↓
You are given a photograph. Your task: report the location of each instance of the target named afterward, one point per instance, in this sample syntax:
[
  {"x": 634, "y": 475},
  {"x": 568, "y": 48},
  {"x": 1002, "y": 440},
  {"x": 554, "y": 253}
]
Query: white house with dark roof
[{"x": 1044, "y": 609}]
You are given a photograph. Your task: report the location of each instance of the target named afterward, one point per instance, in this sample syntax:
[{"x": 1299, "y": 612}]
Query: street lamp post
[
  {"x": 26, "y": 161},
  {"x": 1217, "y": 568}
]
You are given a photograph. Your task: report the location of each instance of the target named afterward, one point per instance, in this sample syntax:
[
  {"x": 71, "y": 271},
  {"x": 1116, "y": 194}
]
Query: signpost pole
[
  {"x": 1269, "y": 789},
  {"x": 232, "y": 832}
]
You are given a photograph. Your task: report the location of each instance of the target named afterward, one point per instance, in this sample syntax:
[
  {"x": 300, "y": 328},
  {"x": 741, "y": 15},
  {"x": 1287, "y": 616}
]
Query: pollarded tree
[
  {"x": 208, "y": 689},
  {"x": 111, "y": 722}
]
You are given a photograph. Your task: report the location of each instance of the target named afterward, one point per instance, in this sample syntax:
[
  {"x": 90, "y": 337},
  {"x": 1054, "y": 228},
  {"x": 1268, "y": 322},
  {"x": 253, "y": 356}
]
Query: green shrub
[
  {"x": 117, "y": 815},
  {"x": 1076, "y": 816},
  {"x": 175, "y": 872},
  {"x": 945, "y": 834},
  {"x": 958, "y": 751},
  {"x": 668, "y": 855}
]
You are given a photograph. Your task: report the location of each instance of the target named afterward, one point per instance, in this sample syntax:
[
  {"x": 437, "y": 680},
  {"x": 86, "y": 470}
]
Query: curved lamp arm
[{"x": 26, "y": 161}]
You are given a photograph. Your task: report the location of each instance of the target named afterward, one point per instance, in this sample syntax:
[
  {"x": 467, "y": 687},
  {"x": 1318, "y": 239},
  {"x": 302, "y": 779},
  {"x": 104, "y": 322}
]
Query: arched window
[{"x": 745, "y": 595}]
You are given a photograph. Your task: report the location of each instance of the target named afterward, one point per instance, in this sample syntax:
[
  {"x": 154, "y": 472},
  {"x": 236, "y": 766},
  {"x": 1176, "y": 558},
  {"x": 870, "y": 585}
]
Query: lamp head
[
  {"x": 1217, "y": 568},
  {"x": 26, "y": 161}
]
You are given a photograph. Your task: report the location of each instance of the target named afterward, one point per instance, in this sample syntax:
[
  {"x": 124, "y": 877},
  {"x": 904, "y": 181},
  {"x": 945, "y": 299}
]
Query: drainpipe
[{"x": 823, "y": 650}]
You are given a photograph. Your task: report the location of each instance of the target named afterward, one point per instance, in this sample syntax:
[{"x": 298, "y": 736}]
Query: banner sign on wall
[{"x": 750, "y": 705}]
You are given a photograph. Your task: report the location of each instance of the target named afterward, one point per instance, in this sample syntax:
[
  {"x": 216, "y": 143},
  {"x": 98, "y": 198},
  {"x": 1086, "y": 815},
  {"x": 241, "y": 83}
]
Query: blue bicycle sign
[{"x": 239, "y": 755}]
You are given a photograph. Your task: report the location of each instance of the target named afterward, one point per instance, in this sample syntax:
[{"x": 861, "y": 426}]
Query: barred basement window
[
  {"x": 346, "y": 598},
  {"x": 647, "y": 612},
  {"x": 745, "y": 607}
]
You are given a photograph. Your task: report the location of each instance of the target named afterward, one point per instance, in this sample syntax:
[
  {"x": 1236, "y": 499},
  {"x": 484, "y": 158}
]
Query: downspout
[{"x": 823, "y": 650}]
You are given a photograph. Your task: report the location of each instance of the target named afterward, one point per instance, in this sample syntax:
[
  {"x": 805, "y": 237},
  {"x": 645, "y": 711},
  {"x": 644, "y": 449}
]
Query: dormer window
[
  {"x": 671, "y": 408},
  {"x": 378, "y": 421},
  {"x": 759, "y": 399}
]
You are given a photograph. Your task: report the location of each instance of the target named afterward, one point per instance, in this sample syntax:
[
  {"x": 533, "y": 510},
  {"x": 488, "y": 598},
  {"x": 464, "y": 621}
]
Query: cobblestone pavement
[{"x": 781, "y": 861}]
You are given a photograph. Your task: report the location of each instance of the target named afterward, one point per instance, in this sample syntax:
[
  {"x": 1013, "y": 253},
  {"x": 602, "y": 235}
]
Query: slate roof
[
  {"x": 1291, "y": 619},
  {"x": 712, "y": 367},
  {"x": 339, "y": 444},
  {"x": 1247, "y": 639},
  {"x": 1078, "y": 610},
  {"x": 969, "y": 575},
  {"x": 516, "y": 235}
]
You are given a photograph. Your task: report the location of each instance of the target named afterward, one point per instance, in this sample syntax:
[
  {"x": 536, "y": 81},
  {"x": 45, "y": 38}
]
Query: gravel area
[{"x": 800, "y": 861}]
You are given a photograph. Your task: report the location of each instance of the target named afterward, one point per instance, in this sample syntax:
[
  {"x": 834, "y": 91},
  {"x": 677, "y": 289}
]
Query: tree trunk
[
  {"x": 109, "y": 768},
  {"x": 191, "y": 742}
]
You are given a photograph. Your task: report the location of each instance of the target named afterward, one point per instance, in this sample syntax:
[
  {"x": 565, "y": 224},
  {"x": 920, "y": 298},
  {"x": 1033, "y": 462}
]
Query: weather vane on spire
↑
§ Your task:
Please reproduce the records exactly, without leaving any out.

§ Response box:
You are given a photograph. Your task: report the location of each instance of the target named afterward, one point per instance, in this sample syntax:
[
  {"x": 634, "y": 475},
  {"x": 568, "y": 48},
  {"x": 1002, "y": 440},
  {"x": 554, "y": 253}
]
Query: white house with dark roof
[{"x": 1044, "y": 609}]
You are given a photograph. Your task: report the location of each instance of the target named afterward, one point per instance, in this sample syntax:
[{"x": 1299, "y": 612}]
Query: street lamp post
[
  {"x": 26, "y": 161},
  {"x": 1217, "y": 568}
]
You are given a photograph. Your task: report the location of each instance of the target named afterward, one point per instance, in this sample syntax:
[
  {"x": 71, "y": 271},
  {"x": 1116, "y": 194}
]
Query: signpost pole
[
  {"x": 1269, "y": 789},
  {"x": 232, "y": 832}
]
You are given a photograph. Your task: report the location of each instance of the target named afterward, one point per instance, in this sample syntax:
[
  {"x": 300, "y": 328},
  {"x": 741, "y": 15},
  {"x": 1287, "y": 616}
]
Query: pollarded tree
[
  {"x": 208, "y": 689},
  {"x": 111, "y": 722}
]
You are given a photograph. Your task: report the location of each instance of the target named afterward, one point per instance, in this sample syntax:
[
  {"x": 90, "y": 337},
  {"x": 1054, "y": 228},
  {"x": 1268, "y": 322},
  {"x": 253, "y": 356}
]
Query: green shrub
[
  {"x": 117, "y": 815},
  {"x": 1076, "y": 816},
  {"x": 175, "y": 872},
  {"x": 945, "y": 834},
  {"x": 958, "y": 751},
  {"x": 668, "y": 855}
]
You are given a photograph. Your task: report the location of each instance of the target named afterward, one point per instance, in this sample syntax:
[
  {"x": 437, "y": 680},
  {"x": 86, "y": 470}
]
Query: curved lamp arm
[{"x": 26, "y": 161}]
You are given a photograph. Your task: report the location of each instance of the target named afterward, one point per instance, in this sample syntax:
[
  {"x": 467, "y": 687},
  {"x": 1318, "y": 239},
  {"x": 302, "y": 779},
  {"x": 104, "y": 322}
]
Query: arched window
[{"x": 745, "y": 595}]
You are given a photograph. Your task: report the location of each instance of the target named afterward, one point per instance, in this sample syntax:
[
  {"x": 154, "y": 472},
  {"x": 236, "y": 766},
  {"x": 1176, "y": 558},
  {"x": 870, "y": 585}
]
Query: lamp head
[
  {"x": 1217, "y": 568},
  {"x": 26, "y": 161}
]
You are given a photograph. Your task: report the location of each instance of the target named afterward, one point per instance, in this sample syntax:
[
  {"x": 124, "y": 877},
  {"x": 904, "y": 181},
  {"x": 945, "y": 299}
]
Query: drainpipe
[{"x": 823, "y": 650}]
You are given a photograph. Your task: report the location of each instance of the target named afterward, one point per instance, in this sample syntax:
[{"x": 298, "y": 736}]
Query: banner sign on wall
[{"x": 750, "y": 705}]
You are given a photograph. Your task: report the location of each instance of the target named afterward, one point per instance, in this sample syntax:
[
  {"x": 216, "y": 143},
  {"x": 98, "y": 198},
  {"x": 1086, "y": 815},
  {"x": 241, "y": 83}
]
Query: blue bicycle sign
[{"x": 239, "y": 755}]
You are given a photograph. Your task: report the location of each instance of the target named afterward, one point per instance, in this sample syntax:
[{"x": 861, "y": 426}]
Query: barred basement window
[
  {"x": 346, "y": 598},
  {"x": 647, "y": 612},
  {"x": 745, "y": 607}
]
You are given a photograph. Your task: report the location of each instance of the target named afterward, one point per instance, in this sample syntax:
[
  {"x": 1236, "y": 499},
  {"x": 484, "y": 158}
]
Query: downspout
[{"x": 823, "y": 650}]
You are given a photograph. Your task: report the location of each instance of the target named afterward, one point per instance, in this sample syntax:
[
  {"x": 805, "y": 237},
  {"x": 645, "y": 711},
  {"x": 644, "y": 449}
]
Query: dormer window
[
  {"x": 671, "y": 408},
  {"x": 378, "y": 421},
  {"x": 759, "y": 399}
]
You are given a photograph. Your task: report the location of each instance of the target named afterward, one point per instance, in this sample syntax:
[
  {"x": 533, "y": 510},
  {"x": 488, "y": 598},
  {"x": 464, "y": 621}
]
Query: cobblestone pavement
[{"x": 781, "y": 861}]
You are given a photograph. Your task: report the location of each instance of the target named afterward, one point per instance, in this sample syntax:
[
  {"x": 1013, "y": 253},
  {"x": 602, "y": 235}
]
Query: slate roof
[
  {"x": 1291, "y": 619},
  {"x": 712, "y": 367},
  {"x": 339, "y": 444},
  {"x": 1247, "y": 639},
  {"x": 1078, "y": 610},
  {"x": 969, "y": 575},
  {"x": 516, "y": 235}
]
You are given a photograph. Your task: report the location of each instance of the target named afterward, one point per instance, in this sample syntax:
[
  {"x": 536, "y": 81},
  {"x": 45, "y": 38}
]
Query: gravel area
[{"x": 800, "y": 861}]
You are given a photograph. Your task: report the location of each instance of the target named afterward, one point per instance, in this sample syntax:
[
  {"x": 834, "y": 91},
  {"x": 677, "y": 289}
]
Query: tree trunk
[
  {"x": 109, "y": 768},
  {"x": 191, "y": 742}
]
You are given a photograph. Your task: report the location of each instance of the target named afterward, one point per instance, in this sample syntax:
[
  {"x": 565, "y": 224},
  {"x": 920, "y": 298},
  {"x": 1033, "y": 462}
]
Query: weather vane on spire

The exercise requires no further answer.